▶ **WHAT IS EXPECTED**
Starting at the line with "outline distant treeline", transcribe each line through the final one, both included, and add nothing.

▶ **SUPPLIED MATERIAL**
◇ ◇ ◇ ◇ ◇

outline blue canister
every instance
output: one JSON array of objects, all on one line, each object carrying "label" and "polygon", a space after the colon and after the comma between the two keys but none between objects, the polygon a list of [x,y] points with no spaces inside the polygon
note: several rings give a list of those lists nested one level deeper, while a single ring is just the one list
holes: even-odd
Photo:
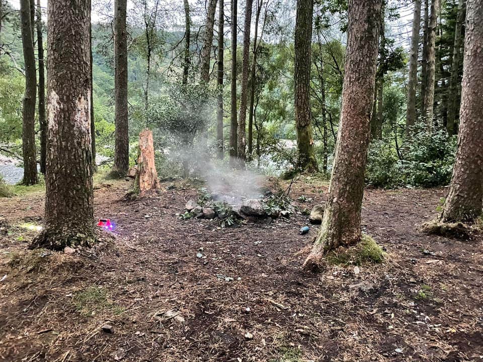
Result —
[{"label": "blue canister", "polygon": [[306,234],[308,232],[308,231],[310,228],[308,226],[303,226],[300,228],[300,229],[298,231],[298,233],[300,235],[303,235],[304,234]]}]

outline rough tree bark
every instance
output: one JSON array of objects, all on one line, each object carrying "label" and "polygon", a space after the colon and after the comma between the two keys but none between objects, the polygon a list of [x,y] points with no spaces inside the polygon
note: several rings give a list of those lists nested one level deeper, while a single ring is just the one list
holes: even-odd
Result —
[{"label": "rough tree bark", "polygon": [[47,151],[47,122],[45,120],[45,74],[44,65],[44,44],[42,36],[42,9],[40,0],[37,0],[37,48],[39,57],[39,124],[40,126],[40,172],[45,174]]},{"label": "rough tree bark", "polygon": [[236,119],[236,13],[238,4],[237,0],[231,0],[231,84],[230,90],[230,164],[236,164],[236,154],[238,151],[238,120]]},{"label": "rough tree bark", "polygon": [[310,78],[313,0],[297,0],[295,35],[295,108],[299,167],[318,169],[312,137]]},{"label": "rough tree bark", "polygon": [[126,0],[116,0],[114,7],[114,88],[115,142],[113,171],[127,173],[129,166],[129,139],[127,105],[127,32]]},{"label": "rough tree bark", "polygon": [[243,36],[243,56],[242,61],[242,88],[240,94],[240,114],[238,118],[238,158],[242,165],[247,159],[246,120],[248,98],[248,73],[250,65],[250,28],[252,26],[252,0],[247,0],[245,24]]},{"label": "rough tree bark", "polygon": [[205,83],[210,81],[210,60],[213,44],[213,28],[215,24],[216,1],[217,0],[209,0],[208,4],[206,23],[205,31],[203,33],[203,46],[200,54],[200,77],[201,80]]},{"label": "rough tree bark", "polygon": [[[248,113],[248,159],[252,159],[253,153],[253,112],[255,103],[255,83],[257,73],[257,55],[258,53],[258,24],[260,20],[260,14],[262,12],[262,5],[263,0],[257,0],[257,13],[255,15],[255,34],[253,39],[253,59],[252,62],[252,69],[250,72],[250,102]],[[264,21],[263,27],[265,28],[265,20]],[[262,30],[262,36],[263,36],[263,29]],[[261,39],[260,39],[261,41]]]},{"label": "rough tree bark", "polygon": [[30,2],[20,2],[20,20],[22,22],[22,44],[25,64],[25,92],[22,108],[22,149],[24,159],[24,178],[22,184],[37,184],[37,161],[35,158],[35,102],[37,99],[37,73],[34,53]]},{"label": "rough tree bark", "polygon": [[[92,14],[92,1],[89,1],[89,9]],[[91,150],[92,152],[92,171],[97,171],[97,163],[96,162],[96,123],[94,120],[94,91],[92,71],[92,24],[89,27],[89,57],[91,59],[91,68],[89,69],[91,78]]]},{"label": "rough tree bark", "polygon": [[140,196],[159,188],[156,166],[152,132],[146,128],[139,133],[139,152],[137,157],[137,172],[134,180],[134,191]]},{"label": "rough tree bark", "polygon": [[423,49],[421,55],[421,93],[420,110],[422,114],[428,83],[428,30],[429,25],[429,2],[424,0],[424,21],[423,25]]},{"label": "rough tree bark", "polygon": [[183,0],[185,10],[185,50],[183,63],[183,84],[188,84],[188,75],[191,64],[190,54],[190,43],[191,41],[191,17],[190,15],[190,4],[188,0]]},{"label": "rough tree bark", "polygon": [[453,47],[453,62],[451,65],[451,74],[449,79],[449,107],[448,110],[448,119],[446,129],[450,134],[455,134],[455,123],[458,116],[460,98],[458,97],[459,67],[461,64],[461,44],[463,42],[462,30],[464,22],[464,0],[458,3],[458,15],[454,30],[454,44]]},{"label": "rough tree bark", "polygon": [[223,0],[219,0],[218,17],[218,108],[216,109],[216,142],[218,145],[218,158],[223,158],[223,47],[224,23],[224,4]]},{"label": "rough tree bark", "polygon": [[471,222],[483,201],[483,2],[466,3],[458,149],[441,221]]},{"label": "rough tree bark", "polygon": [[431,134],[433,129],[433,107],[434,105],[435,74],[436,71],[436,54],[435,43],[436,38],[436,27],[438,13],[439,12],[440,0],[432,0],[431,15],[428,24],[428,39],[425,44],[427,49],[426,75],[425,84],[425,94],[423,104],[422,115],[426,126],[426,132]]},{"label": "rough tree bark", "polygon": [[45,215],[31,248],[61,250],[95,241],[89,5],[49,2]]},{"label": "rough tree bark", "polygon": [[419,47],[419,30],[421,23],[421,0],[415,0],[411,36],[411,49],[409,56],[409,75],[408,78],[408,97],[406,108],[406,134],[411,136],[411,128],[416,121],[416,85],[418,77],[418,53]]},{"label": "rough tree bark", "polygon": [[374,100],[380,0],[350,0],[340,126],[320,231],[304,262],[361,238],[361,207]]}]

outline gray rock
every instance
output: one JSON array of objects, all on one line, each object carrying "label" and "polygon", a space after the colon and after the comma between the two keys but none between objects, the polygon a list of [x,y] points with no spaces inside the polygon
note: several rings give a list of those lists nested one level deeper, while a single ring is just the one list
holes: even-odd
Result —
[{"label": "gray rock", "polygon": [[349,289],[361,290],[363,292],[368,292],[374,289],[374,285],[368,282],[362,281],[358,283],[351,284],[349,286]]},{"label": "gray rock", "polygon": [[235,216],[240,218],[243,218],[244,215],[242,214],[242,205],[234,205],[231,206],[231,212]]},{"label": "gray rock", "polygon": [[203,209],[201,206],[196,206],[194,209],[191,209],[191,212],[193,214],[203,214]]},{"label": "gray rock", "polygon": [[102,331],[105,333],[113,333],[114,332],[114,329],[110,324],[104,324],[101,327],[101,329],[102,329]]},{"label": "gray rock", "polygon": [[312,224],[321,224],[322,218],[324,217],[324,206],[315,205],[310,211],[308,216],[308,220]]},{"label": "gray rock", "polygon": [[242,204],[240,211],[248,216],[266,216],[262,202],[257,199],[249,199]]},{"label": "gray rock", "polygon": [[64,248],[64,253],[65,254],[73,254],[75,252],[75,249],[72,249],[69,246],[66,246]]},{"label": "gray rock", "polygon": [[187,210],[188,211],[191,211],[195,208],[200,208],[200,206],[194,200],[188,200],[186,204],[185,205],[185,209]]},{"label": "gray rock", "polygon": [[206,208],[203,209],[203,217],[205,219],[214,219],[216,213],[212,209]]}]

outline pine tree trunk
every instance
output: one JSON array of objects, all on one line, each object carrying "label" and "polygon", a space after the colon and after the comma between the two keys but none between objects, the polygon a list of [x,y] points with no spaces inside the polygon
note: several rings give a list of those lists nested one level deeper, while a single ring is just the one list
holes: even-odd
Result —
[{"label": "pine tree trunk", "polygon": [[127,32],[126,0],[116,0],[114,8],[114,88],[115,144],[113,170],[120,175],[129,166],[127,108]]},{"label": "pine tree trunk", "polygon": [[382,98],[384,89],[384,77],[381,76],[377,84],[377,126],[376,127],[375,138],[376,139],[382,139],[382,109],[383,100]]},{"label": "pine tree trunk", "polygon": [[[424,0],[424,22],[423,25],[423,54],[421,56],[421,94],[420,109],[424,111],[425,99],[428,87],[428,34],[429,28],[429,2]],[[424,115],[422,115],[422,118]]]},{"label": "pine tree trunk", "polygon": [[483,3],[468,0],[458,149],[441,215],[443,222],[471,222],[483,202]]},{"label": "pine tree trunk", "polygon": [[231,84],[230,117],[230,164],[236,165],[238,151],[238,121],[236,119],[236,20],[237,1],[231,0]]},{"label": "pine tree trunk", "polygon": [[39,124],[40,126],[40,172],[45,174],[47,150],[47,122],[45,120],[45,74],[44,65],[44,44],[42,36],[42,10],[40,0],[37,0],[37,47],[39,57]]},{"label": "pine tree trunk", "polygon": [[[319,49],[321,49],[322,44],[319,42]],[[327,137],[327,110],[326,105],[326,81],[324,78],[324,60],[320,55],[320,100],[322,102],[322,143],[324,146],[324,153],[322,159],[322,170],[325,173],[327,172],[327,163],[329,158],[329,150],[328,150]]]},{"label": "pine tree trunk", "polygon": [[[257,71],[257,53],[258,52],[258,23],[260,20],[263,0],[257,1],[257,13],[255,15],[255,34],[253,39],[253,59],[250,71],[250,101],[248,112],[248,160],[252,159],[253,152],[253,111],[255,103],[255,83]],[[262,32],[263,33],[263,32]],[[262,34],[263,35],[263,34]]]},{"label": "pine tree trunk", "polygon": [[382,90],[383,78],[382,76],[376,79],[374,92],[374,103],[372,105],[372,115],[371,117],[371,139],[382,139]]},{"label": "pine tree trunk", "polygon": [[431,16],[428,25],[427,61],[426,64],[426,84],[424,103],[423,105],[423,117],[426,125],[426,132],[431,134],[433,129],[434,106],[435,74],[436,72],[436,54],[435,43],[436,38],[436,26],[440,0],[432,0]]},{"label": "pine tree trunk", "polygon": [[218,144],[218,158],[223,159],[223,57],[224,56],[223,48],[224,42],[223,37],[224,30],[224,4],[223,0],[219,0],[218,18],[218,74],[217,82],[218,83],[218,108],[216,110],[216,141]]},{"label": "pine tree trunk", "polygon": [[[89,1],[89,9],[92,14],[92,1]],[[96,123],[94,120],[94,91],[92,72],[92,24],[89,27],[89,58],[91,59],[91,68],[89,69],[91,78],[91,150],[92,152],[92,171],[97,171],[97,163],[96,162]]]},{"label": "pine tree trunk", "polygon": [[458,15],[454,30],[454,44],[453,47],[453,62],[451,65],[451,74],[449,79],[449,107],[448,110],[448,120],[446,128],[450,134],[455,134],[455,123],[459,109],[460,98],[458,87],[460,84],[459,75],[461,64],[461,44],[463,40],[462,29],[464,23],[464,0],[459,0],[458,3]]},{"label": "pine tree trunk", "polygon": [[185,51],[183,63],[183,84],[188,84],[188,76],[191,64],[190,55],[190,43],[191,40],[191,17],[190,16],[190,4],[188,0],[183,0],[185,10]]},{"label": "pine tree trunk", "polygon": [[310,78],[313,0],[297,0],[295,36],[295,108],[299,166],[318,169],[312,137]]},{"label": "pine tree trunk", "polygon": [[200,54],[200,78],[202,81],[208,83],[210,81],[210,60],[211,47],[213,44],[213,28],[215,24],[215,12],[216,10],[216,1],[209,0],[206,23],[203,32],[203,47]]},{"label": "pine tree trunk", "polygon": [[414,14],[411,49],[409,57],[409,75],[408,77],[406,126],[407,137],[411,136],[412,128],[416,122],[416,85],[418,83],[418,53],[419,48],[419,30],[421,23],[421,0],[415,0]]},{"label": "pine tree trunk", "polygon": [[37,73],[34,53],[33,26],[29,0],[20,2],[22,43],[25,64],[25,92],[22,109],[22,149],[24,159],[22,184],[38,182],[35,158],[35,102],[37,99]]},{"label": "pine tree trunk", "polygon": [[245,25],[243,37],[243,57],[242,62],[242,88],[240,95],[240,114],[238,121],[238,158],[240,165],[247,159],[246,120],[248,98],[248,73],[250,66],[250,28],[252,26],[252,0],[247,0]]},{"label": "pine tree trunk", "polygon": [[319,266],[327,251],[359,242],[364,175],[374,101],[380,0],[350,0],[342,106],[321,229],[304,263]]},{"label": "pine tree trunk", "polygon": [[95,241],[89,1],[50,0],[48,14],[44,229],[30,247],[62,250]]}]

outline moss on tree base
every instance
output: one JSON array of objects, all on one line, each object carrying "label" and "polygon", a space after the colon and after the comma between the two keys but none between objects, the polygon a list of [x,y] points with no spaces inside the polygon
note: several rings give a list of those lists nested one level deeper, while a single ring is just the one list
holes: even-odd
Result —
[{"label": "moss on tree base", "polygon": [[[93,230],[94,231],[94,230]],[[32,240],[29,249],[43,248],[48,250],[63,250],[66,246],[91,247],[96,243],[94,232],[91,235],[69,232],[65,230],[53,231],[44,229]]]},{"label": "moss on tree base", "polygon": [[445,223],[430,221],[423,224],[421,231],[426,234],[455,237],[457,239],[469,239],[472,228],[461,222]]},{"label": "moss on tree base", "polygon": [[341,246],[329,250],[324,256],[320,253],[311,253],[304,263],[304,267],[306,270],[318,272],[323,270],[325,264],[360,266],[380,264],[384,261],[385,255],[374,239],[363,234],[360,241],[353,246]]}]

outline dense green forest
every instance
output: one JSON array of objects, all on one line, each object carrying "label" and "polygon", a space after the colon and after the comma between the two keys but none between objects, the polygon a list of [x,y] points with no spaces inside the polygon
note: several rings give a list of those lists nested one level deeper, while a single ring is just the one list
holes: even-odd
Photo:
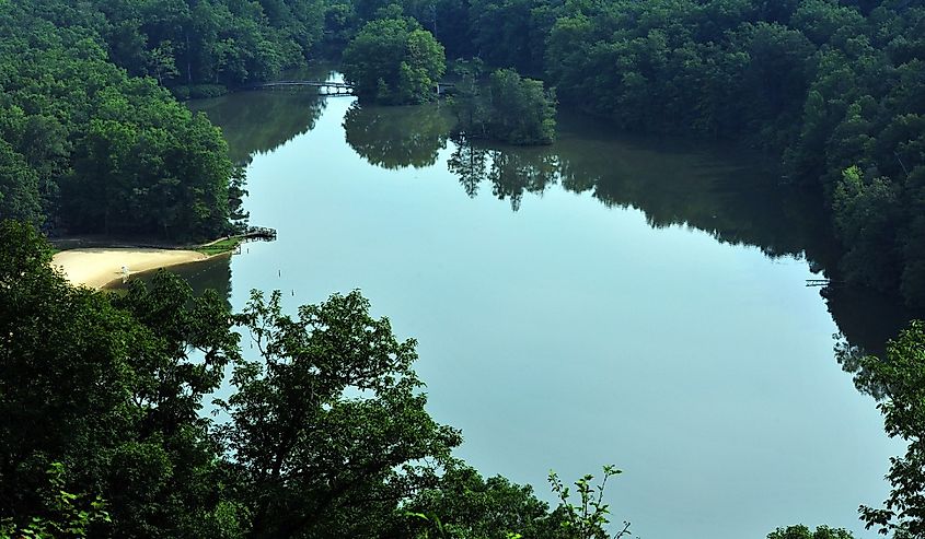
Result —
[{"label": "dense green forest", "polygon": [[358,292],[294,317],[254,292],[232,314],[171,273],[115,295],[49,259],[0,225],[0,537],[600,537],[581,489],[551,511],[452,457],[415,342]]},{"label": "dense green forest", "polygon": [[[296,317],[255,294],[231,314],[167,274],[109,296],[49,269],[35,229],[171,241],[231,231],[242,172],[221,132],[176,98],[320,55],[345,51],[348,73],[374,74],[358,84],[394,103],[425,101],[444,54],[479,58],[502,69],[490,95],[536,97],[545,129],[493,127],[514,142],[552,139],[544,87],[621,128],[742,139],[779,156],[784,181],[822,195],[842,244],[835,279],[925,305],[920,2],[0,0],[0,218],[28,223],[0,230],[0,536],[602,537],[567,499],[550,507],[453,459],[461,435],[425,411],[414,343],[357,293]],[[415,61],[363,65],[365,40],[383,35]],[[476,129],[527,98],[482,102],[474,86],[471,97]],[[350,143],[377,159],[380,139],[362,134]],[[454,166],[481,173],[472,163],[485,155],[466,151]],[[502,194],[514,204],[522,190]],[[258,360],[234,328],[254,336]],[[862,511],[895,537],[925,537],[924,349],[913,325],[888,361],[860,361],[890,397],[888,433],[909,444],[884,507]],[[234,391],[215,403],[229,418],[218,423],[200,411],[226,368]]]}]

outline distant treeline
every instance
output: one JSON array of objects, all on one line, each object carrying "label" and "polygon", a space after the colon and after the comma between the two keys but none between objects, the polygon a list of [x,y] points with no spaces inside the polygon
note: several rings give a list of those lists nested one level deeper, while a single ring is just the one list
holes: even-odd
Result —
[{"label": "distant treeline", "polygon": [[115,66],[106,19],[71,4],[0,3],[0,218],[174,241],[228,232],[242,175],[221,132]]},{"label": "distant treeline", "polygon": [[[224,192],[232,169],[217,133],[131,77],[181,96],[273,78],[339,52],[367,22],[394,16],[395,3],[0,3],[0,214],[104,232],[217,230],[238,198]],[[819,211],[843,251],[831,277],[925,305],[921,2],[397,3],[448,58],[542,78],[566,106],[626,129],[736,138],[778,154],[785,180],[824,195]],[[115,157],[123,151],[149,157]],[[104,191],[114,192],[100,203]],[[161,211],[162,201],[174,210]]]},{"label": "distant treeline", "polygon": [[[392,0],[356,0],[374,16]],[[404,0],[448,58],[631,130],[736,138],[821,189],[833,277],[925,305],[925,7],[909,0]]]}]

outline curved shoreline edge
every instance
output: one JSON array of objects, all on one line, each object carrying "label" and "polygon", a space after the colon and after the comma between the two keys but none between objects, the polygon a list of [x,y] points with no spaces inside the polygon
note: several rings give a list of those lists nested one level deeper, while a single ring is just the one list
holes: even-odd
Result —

◇ ◇ ◇ ◇ ◇

▶ **ANSWER TO THE TASK**
outline distant treeline
every instance
output: one JSON array of objects, all on one line, each object carrying "label" and "polygon", a space after the colon and after the comma between the two keys but none between objects, the polygon a list of [x,y] points with no spaces inside the polygon
note: several rings give a list of those lists nested one level deeper, while a single ring is just the one list
holes: even-odd
Result —
[{"label": "distant treeline", "polygon": [[115,66],[106,19],[71,4],[0,3],[0,218],[174,241],[228,232],[242,175],[221,132]]},{"label": "distant treeline", "polygon": [[[224,192],[232,169],[217,133],[131,77],[181,96],[273,78],[339,52],[367,22],[394,16],[395,3],[0,3],[0,214],[104,232],[217,230],[238,198]],[[819,211],[843,251],[831,277],[925,305],[921,2],[397,3],[448,58],[542,78],[566,106],[626,129],[736,138],[778,154],[785,180],[824,195]],[[115,157],[123,151],[149,157]],[[104,191],[114,192],[100,203]],[[161,211],[162,201],[174,210]]]},{"label": "distant treeline", "polygon": [[[392,0],[356,0],[374,16]],[[404,0],[448,58],[631,130],[736,138],[821,189],[833,277],[925,305],[925,7],[909,0]]]}]

outline curved shoreline edge
every instance
output: one JSON array of objects, all on one line, each object carrying "label" and "polygon", a space after the colon and after the comma between the two keys but none between objects, the polygon a list of [x,y] points with no spaces inside the polygon
note: several rings give a list of those lists nested one level deeper, while a single ring is just the one list
holes: even-odd
Result —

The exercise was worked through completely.